__Listed records__:
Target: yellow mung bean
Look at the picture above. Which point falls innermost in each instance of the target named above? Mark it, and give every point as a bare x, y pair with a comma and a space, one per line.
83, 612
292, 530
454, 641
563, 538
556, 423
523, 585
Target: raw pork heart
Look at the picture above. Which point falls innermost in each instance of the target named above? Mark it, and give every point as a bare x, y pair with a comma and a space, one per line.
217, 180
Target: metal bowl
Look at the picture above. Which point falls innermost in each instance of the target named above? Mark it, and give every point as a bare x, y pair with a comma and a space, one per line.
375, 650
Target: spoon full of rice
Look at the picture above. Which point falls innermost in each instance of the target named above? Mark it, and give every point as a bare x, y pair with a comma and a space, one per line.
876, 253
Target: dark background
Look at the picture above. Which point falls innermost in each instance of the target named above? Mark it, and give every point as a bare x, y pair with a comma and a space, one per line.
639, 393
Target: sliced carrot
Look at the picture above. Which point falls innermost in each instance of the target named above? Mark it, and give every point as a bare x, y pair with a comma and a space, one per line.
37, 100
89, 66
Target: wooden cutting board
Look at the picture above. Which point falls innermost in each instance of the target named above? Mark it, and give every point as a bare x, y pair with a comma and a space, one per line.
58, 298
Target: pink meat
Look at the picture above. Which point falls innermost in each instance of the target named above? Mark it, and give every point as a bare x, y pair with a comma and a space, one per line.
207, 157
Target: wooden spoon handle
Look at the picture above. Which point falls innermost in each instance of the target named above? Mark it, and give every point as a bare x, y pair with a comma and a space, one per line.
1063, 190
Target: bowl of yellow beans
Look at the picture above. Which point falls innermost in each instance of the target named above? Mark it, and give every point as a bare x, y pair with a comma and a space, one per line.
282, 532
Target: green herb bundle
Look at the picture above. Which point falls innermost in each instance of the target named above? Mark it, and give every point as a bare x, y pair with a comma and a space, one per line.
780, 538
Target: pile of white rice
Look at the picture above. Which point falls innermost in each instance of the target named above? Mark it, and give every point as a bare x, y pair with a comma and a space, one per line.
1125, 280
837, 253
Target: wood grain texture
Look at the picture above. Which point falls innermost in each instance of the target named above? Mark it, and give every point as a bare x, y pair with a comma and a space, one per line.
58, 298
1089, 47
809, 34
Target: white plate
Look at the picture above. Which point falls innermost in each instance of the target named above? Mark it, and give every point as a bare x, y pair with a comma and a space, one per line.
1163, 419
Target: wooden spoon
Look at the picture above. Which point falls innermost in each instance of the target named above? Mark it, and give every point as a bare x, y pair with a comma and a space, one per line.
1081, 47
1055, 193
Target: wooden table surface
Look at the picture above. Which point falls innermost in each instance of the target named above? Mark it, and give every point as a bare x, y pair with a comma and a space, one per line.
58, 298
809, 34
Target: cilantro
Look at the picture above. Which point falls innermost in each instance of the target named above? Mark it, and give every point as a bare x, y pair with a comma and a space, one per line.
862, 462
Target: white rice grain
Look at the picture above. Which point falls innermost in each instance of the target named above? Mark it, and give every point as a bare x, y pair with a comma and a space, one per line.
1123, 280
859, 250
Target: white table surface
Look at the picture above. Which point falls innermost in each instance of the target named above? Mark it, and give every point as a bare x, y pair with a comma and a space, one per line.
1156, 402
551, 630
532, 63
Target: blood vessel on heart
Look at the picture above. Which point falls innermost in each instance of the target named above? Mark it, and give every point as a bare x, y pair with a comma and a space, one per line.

__Exercise instructions__: Quote only the stretch of lines that starts the data above and ends with the line containing "Target: wooden cutting board", both included.

__Task answer__:
Target: yellow mung bean
Look at the picture above. Which point falls innermost in each instance of the target named above? Mark it, and give every point as a bare x, y pair with a comma and a space, one per line.
83, 612
292, 530
454, 641
563, 538
556, 423
523, 585
Target: raw pork heart
Look at the picture above. Which point falls innermost in each instance of the target named above? Mark it, and give every point as a bare x, y pair with a comma and a space, one per line.
217, 180
Target: metal bowl
Look at the picture above. Which point falls innermost in each instance of the target named above? Mark it, and give every point as a bare x, y pair with a comma and a space, one per line.
375, 650
Target: spoon full of rice
Look at the picture above. Which point falls innermost in each instance of the target named above? Mark it, and give every point as a bare x, y pair with a comma and a space, one per line.
876, 253
Target: dark background
Look at the picture above. Which point falls innermost in each instance of the target named above? Mark it, and give every point as a bare x, y pair with a comma and a space, one per line.
639, 393
Target: sliced carrot
Look at the picture above. Which point falls innermost in each instance of the target named above? Mark it, and give every point as a bare x, y pair with a comma and a space, one per line.
37, 100
89, 66
Target: wooden cutting board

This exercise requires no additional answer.